* Tarea:
Prosigue el texto sobre las novelas de Antonio de Hoyos y Vinent a partir de su última oración.

Carlos Octavio Bunge



I

Apenas apaciguados los últimos ecos de la escandalera que provocase en Madrid la publicación de Cuestión de ambiente, su autor, don Antonio de Hoyos y Vinent, desafía nuevamente a la crítica y a la maledicencia con otra novela de costumbres titulada A flor de piel.

El caso es que este joven y, talentoso escritor, hijo del distinguido diplomático español, marqués de Hoyos y hermano del actual marqués, pertenece a la grandeza de España y lleva una activísima vida social. Está vinculado a la más alta aristocracia y posee uno de los salones más selectos de Madrid. Habla pues con pleno conocimiento de causa cuando describe el gran mundo madrileño. De ahí que su descripción, viniendo de «uno de la casa», haya impresionado tanto a la nobleza que se veía retratada y satirizada en su primer novela.

* Conjunto de datos:
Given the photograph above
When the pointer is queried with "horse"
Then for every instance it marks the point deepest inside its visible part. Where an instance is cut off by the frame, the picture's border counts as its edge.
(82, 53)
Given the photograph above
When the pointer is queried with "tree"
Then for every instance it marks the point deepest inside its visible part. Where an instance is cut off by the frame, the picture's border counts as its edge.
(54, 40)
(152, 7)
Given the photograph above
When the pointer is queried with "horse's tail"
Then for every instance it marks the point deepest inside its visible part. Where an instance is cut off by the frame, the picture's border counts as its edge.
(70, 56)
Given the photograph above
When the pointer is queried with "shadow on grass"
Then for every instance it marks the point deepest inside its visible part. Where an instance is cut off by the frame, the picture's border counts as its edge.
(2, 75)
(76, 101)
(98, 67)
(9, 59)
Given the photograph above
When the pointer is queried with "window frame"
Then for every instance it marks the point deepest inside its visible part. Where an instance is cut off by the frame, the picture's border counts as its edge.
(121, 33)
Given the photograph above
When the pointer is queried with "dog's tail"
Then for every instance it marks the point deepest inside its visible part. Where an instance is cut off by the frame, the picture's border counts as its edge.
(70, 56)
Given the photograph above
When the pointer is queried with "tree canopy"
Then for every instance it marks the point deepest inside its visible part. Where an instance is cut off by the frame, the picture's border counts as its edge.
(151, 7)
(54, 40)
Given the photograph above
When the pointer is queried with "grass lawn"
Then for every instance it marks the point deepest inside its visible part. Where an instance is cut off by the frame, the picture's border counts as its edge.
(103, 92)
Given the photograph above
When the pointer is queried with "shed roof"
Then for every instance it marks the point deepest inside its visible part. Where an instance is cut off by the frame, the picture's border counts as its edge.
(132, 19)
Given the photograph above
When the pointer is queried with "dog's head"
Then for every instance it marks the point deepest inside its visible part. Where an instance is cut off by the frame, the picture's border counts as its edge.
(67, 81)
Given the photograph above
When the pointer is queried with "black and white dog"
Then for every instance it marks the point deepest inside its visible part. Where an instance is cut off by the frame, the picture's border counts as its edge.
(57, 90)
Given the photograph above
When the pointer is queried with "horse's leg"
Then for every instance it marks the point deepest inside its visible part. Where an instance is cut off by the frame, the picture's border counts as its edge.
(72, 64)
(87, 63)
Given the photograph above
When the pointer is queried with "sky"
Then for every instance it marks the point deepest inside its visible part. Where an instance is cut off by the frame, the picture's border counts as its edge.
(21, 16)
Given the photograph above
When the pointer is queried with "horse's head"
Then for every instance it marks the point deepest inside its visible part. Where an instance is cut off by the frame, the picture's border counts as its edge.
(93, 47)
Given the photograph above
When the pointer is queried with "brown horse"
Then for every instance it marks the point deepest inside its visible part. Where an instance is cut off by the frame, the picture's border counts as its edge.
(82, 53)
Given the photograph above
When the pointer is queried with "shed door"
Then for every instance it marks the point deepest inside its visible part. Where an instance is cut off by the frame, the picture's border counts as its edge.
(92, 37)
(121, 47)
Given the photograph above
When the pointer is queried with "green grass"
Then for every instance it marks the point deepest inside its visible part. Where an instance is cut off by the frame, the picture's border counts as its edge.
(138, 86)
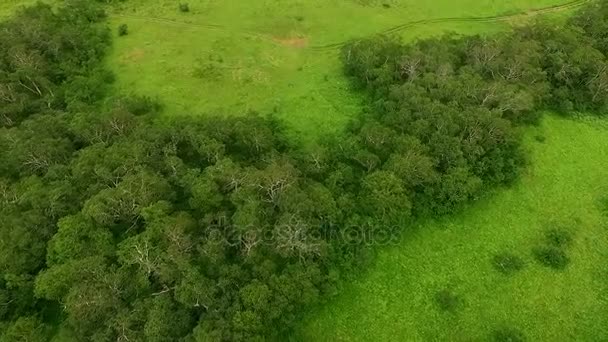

* Respuesta:
La última, A flor de piel es todavía una descripción mucho más expresiva y gráfica que la primera. Preséntanse las costumbres e ideas de ciertos círculos aristocráticos con mayor viveza y colorido. ¡Y por cierto que el cuadro no resulta ahora más edificante!...

Aunque eminentes maestros como la señora Pardo Bazán y don Juan Valera se ocuparan del primer libro de Hoyos, el escritor no había sido aún tomado en serio. Se veía o creía ver siempre en él al hombre de mundo, dilettante de las letras, cuyas obras, si bien agradables y de fácil lectura, no representaban   —170→   el esfuerzo del profesional y carecían de gran valor literario.

Ya no se puede considerar así al joven aristócrata. Sus últimas obras, especialmente la novela de que nos ocupamos, lo colocan en la categoría de los grandes novelistas españoles de nuestros tiempos. Sabe presentar tipos reales, concibe interesantes tramas novelescas, posee un estilo vivo, rico y vario. Es todo un escritor.

Después del padre Coloma, nadie nos ha presentado con tanto realismo y verdad la alta sociedad española, como Hoyos en su novela A flor de piel. Leyendo este libro uno se siente maravillosamente transportado a los lujosos salones de la capital española. Uno oye hablar y ve pensar a la gente del gran mundo. Está así perfectamente justificada la frase de Stendhal que sirve de acápite al libro: «Una novela es un espejo que paseamos a lo largo del camino».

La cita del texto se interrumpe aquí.